» **Extrait**:

05/05/2012
Luz (M. LEDUN)
« Des éclats de rire et des bruits de pas résonnent quelque part dans la maison. »
C’est l’après-midi du premier dimanche des vacances d’été. Luz s’ennuit, lassée de ces adultes qui restent à table jusqu'au milieu de l'après-midi, qui rient et qui boivent trop. Elle finit par claquer la porte de chez elle et partir retrouver ses soeurs. Légèrement grisée par le soleil brûlant, l'adolescente gagne les rives de la Volte où se prélassent des groupes de baigneurs. Elle rencontre bientôt Thomas, un élève de troisième qu’elle connaît peu mais qui lui plaît, accompagné d’une amie. Tous trois décident de se rendre jusqu’à un point d’eau difficile d’accès, mais beaucoup moins fréquenté…
Luz est un roman qui pourra apparaître un peu agaçant, à tourner autour du pot sans vraiment entrer dans le vif du sujet. Mais d’ailleurs quel sujet ? Les descriptions des dimanches en famille sont réalistes, les réactions de l’adolescente, partagée entre moralisme et tentation, également, cependant, le roman tarde à prendre son envol.

» **Données disponibles**:
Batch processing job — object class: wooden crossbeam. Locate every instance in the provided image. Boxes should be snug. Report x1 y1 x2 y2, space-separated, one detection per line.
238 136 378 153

» **Consigne**:
Poursuivez la critique du roman Luz après sa dernière phrase.

» **Réponse rédigée**:
La narration s’organise autour d’une attente : Luz a quatorze ans, veut jouer avec son corps mais ne sait trop comment s’y prendre, avance et recule en même temps, tout ceci contribue à créer une atmosphère irritante, où le lecteur ne cesse d’attendre quelque chose et est presque déçu de la chose lorsqu’elle arrive, s’attendant à plus. Ou à pire.
Reste un roman qui procède par petites touches, dépeint avec justesse les incertitudes adolescentes et brosse une peinture au vitriol de la famille !
Thomas se crispe. Luz lui adresse un clin d’œil dans le dos de Manon. Il lui répond par un sourire qui semble vouloir dire : « Merci de ne pas avoir insisté. » Le cœur de Luz fait un bond dans sa poitrine. Elle pense à la bouteille d’alcool dans son sac et à son nouveau maillot de bain. Elle se dit qu’elle a rudement bien fait de descendre se baigner aujourd’hui et aussi que, si Manon n’était pas là, les choses seraient plus simples. Un sentiment confus de liberté l’envahit. Son MP3 diffuse à présent la mélopée mielleuse d’un tube de Lady gaga. Elle enfouit la main dans la poche de son sac, presse un bouton jusqu’à ce que retentissent les premières notes de California Girls de Katy Perry et rajuste ses écouteurs. Puis elle rattrape ses compagnons.
Marin LEDUN, Luz.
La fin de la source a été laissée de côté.